- _EXERCISE INSTRUCTIONS_
• a. List in order each short standalone heading line of the Finnish Easter bread page, starting with its title.
• b. From the Finnish Easter bread page, reproduce word for word the passage from "Ingrients & Directions SERVINGS" up to and including "of its pan.".

- _SUPPLIED PASSAGE_
....

Paasiaisleipa (finnish Easter Bread)

Ingrients & Directions SERVINGS ———————SOURCE: GOURMET MAGAZINE, AP——————— Finnish housewives turn out wholesome breads as agilely as they weave vibrant rya rugs. Their holiday loaf is traditionally baked in a milk pail: It symbolizes the abundance of dairy foods and the birth of spring calves. Chewy with filberts and raisins, […]

Ingrients & Directions


SERVINGS

———————SOURCE: GOURMET MAGAZINE, AP———————

Finnish housewives turn out wholesome breads as agilely as they weave
vibrant rya rugs. Their holiday loaf is traditionally baked in a milk
pail: It symbolizes the abundance of dairy foods and the birth of
spring calves. Chewy with filberts and raisins, the bread appears
like an overgrown mushroom when turned out of its pan.

....

- _SUPPLIED DATA_
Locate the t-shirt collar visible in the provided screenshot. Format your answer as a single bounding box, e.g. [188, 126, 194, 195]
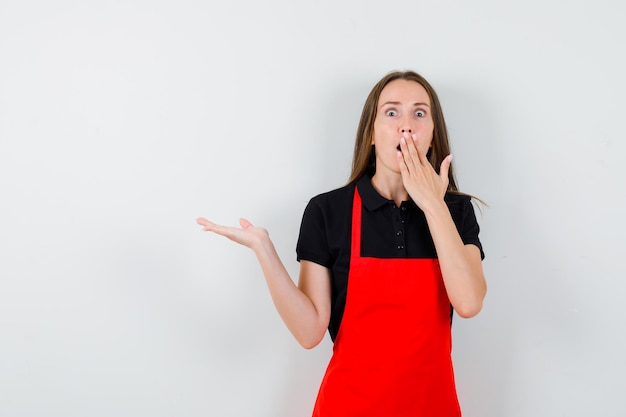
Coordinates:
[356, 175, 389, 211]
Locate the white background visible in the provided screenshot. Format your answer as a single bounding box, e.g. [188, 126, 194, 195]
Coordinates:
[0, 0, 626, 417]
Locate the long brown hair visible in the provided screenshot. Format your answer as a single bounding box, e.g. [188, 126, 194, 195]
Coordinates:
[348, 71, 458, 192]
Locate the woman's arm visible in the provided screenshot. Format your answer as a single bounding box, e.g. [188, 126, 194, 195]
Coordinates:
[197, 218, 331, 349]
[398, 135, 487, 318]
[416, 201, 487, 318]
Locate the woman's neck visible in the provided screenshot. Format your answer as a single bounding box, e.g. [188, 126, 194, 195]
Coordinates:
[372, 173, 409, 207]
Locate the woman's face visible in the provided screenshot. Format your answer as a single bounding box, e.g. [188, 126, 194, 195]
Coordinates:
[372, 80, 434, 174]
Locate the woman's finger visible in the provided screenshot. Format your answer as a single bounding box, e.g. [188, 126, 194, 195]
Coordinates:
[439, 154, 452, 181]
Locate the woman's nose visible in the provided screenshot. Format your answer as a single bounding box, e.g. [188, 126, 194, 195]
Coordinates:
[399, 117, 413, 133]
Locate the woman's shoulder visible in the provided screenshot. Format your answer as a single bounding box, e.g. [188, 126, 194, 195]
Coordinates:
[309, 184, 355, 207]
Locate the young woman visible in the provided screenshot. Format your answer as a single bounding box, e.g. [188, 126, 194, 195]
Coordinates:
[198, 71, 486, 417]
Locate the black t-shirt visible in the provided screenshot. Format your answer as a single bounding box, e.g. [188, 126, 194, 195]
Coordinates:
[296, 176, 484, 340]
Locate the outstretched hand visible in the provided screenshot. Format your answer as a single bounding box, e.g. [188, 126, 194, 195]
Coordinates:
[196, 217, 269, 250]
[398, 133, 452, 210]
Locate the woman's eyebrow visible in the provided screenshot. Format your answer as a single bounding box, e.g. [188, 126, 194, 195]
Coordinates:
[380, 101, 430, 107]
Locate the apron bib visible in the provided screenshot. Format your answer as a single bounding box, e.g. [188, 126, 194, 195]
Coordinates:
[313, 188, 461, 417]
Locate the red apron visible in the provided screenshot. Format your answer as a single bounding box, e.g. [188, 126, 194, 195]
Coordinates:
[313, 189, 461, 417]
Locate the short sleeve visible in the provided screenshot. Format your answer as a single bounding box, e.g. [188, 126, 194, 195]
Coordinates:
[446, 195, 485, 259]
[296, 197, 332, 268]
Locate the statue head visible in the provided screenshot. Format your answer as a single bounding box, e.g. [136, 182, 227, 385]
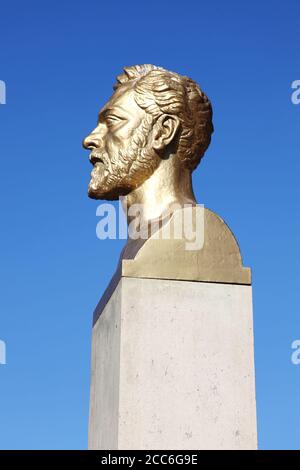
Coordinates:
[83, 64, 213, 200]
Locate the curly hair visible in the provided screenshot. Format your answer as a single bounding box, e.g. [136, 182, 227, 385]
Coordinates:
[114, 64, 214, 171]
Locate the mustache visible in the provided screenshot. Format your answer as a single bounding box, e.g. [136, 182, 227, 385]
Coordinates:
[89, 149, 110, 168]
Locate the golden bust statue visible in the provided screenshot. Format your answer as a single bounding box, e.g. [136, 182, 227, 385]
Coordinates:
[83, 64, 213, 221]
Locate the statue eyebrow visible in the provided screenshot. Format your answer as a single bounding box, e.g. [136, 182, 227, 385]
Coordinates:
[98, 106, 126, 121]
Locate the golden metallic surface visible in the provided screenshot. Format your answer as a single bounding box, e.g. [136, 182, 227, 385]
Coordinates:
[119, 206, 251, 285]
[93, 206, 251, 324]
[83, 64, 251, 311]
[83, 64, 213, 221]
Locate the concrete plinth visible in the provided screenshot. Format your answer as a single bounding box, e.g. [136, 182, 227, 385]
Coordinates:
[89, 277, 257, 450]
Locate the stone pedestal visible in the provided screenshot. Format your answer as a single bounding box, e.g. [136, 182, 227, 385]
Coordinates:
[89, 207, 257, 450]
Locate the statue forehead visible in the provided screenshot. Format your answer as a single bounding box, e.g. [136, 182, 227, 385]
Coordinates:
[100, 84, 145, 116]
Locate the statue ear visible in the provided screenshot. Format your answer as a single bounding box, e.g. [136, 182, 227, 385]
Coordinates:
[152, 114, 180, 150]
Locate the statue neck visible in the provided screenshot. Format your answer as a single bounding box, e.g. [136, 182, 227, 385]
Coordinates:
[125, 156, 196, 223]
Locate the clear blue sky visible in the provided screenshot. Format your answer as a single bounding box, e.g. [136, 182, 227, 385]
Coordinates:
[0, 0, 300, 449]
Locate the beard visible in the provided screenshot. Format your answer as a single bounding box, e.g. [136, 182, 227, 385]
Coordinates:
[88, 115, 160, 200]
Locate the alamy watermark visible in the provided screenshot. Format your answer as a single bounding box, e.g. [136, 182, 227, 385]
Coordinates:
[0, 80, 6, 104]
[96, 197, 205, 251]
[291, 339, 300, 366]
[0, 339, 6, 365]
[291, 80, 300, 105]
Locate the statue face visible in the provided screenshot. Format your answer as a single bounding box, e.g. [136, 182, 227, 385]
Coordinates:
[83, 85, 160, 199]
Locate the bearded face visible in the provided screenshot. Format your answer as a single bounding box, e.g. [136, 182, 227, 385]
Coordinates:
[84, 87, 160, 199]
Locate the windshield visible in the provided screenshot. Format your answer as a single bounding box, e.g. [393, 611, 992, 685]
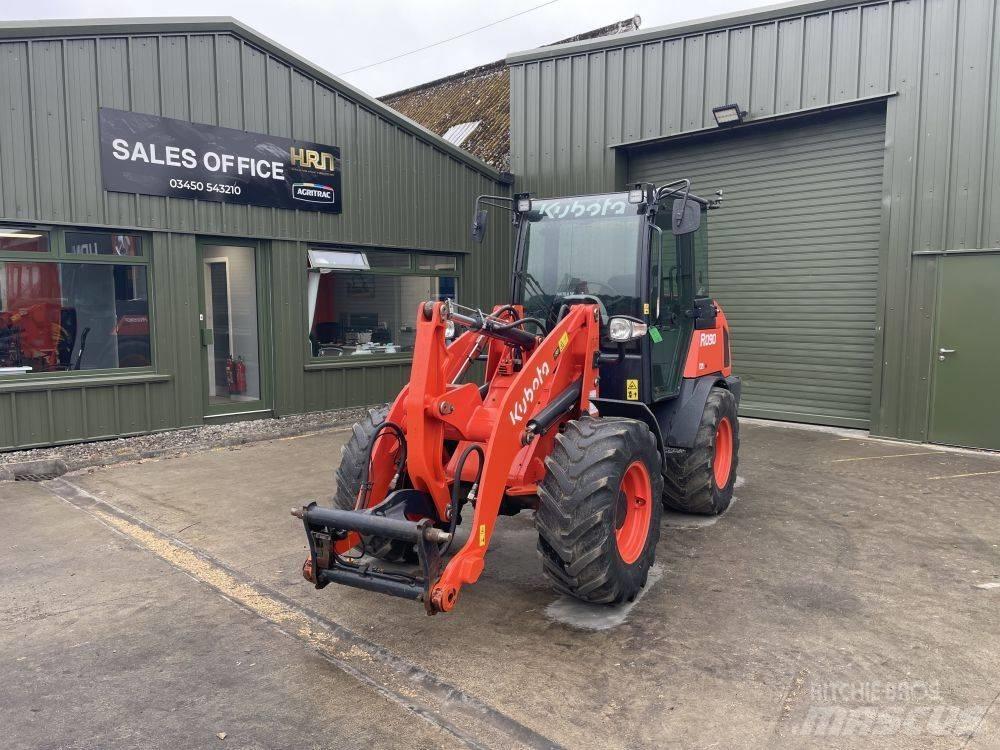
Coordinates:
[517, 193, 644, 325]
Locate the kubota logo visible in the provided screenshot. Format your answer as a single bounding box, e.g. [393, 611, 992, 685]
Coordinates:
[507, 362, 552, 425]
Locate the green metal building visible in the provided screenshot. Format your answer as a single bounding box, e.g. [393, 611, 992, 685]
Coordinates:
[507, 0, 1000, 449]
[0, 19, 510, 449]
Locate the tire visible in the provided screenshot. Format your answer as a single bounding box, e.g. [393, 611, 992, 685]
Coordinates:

....

- _ANSWERS TO EACH TASK_
• a.
Paasiaisleipa (finnish Easter Bread)
Ingrients & Directions
SERVINGS
———————SOURCE: GOURMET MAGAZINE, AP———————

• b.
Ingrients & Directions SERVINGS ———————SOURCE: GOURMET MAGAZINE, AP——————— Finnish housewives turn out wholesome breads as agilely as they weave vibrant rya rugs. Their holiday loaf is traditionally baked in a milk pail: It symbolizes the abundance of dairy foods and the birth of spring calves. Chewy with filberts and raisins, […]

Ingrients & Directions


SERVINGS

———————SOURCE: GOURMET MAGAZINE, AP———————

Finnish housewives turn out wholesome breads as agilely as they weave
vibrant rya rugs. Their holiday loaf is traditionally baked in a milk
pail: It symbolizes the abundance of dairy foods and the birth of
spring calves. Chewy with filberts and raisins, the bread appears
like an overgrown mushroom when turned out of its pan.